- _THINGS TO DO_:
1. Using the article below about President Biden's storm-damage visit to Santa Cruz County, answer each question, marking your answers (a), (b) and (c):
(a) What sat offshore in Capitola?
(b) Where did several dozen onlookers gather down the coast?
(c) Which president last visited the county before Biden, and in what year?
2. Decide whether each statement agrees with the article below about President Biden's storm-damage visit to Santa Cruz County. Answer yes or no for (a), (b) and (c), and quote the words from the article that settle each one.
(a) Biden was to give his speech in Capitola Village.
(b) The onlookers at Rio del Mar beach were still a half-mile from Seacliff.
(c) The storms caused major flooding in Soquel.

===== TEXT PASSAGE =====

Some read in the paper that President Joe Biden was coming Thursday to tour storm damage in Santa Cruz County. Others had seen coverage on TV, or heard about it on the radio. A few only learned that something big was up when the two presidential helicopters and trio of military Osprey aircraft thundered over the region.
Hundreds of people crowded into Capitola Village, where Biden was to tour damaged waterfront restaurants and bars, and onto the bluffs above Seacliff State Beach where he was to make a speech in front of a state-owned wharf left broken and sagging by one of several catastrophic storms to hit the region over the past month.
In Capitola, police and U.S. Secret Service agents moved the public and local press to the far end of the Esplanade from the row of bars and eateries the President was expected to examine, and to meet owners and their families. A Coast Guard boat sat offshore.
On the Seacliff bluffs, some people carried binoculars, while others had cameras with telephoto lenses. Down the coast, several dozen other onlookers lined the outflow of Aptos Creek at Rio del Mar beach, as close as they could get to Seacliff because of a broad beach closure, but still a half-mile away.
Biden’s Thursday visit was first to Santa Cruz County by a sitting president since George Bush Sr. visited downtown Santa Cruz in 1989 three days after the Loma Prieta Earthquake. Biden was checking out the damage from the series of atmospheric rivers that hit the area in December and early this month, causing severe damage to Capitola’s waterfront and major flooding in nearby Soquel and in San Lorenzo Valley communities north of Santa Cruz.

===== RECORD LIST =====

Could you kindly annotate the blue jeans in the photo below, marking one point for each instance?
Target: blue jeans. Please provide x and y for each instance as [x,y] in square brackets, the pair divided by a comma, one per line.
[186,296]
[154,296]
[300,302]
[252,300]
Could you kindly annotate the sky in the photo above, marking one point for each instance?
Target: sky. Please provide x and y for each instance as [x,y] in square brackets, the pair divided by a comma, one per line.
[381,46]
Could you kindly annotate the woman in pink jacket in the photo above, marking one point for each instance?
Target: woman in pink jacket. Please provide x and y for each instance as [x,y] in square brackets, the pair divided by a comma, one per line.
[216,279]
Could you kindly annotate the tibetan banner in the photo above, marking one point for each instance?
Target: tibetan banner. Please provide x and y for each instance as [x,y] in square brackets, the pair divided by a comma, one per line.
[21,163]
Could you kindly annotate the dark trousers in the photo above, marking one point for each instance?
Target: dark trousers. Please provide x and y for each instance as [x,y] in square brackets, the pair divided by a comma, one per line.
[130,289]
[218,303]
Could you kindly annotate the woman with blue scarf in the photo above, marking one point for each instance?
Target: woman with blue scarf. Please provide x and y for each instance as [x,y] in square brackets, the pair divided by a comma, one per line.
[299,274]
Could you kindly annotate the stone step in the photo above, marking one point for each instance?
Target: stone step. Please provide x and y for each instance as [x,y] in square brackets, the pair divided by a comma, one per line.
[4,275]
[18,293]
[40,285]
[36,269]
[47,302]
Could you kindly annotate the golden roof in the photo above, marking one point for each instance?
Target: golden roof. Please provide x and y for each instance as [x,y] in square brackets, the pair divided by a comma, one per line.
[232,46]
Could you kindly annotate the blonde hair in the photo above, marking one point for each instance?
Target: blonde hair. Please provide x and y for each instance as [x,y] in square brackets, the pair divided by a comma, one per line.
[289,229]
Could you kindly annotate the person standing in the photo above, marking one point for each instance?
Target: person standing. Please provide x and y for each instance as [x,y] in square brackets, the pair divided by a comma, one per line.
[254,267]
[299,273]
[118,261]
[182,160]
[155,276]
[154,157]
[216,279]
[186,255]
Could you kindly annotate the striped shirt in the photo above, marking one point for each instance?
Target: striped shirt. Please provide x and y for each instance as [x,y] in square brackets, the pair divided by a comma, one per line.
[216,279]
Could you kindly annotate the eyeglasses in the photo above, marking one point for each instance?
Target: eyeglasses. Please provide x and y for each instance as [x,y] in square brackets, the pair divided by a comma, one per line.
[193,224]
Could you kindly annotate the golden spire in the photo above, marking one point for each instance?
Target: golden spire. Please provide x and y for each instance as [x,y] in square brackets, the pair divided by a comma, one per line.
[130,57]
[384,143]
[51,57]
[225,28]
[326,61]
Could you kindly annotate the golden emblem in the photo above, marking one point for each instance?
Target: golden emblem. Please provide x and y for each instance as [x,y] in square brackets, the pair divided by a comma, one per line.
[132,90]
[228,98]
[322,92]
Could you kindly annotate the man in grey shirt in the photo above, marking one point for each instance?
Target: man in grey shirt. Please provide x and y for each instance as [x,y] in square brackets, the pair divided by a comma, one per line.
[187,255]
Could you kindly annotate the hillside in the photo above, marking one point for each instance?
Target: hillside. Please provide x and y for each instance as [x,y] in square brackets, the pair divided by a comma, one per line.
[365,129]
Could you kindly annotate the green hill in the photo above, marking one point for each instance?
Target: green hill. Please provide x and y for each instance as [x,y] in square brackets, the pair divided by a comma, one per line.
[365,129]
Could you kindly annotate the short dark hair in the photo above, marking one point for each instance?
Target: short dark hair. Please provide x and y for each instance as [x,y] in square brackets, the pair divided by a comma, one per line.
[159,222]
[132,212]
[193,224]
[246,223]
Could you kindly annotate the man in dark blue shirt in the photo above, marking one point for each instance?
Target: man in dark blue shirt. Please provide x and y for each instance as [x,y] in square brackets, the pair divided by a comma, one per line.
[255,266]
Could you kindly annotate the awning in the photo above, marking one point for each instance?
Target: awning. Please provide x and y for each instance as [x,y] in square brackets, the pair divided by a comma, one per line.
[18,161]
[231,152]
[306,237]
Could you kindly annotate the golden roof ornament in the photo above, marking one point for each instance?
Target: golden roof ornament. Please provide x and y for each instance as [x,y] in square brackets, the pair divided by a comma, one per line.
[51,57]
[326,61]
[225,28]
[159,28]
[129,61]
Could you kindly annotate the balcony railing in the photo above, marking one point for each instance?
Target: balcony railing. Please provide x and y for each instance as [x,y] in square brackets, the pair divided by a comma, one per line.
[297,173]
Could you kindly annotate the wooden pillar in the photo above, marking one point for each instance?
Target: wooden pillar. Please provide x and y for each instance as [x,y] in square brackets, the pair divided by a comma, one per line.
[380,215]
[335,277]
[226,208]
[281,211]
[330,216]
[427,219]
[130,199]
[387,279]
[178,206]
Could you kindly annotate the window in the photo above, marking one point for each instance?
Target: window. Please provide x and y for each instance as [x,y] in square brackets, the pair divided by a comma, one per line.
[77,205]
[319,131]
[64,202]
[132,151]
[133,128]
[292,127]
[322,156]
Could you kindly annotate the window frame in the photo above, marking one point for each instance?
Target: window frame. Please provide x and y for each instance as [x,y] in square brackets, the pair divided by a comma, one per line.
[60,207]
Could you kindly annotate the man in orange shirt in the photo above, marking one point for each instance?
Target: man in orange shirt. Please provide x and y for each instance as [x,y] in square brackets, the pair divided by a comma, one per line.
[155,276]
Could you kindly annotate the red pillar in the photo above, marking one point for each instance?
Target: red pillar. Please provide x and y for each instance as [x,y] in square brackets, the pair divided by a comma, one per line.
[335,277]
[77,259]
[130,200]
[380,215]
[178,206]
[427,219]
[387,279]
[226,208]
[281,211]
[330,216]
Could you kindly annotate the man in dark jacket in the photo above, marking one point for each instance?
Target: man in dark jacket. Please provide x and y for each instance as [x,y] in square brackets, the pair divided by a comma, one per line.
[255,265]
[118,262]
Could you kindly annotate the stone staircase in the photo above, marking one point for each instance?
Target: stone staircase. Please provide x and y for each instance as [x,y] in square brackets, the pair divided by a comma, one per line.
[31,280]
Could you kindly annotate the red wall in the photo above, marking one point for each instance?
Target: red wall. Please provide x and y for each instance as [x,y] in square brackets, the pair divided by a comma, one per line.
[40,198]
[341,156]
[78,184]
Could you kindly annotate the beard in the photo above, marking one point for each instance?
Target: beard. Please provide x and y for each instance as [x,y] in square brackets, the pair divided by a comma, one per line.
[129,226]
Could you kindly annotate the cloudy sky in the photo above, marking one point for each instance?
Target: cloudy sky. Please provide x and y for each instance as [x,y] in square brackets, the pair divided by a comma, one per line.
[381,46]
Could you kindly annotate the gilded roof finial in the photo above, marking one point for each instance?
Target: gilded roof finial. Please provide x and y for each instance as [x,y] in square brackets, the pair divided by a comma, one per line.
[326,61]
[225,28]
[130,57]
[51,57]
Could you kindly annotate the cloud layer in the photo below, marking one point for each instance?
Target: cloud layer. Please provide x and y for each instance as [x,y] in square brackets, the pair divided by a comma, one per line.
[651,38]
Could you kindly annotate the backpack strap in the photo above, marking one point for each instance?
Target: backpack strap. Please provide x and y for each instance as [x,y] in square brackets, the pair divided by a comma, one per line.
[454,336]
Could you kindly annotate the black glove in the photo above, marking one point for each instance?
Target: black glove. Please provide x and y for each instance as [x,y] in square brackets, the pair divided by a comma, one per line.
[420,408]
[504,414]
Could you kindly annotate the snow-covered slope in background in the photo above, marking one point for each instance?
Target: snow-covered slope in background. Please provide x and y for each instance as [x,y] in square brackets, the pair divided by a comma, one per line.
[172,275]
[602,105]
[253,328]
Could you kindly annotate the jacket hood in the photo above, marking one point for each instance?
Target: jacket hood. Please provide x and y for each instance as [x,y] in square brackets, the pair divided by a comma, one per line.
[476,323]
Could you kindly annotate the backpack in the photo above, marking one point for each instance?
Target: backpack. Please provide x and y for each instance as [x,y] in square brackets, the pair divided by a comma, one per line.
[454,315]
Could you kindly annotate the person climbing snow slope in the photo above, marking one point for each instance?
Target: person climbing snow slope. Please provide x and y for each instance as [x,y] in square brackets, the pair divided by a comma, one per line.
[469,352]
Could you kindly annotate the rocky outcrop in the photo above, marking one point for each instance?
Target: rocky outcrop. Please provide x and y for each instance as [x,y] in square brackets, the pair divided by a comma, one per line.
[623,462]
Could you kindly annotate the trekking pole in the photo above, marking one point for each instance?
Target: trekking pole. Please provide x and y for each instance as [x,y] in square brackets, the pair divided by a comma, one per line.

=====

- _TASK-BY-TASK ANSWERS_:
1.
(a) A Coast Guard boat.
(b) Along the outflow of Aptos Creek at Rio del Mar beach.
(c) George Bush Sr., in 1989.

2.
(a) No. "onto the bluffs above Seacliff State Beach where he was to make a speech"
(b) Yes. "as close as they could get to Seacliff because of a broad beach closure, but still a half-mile away"
(c) Yes. "major flooding in nearby Soquel"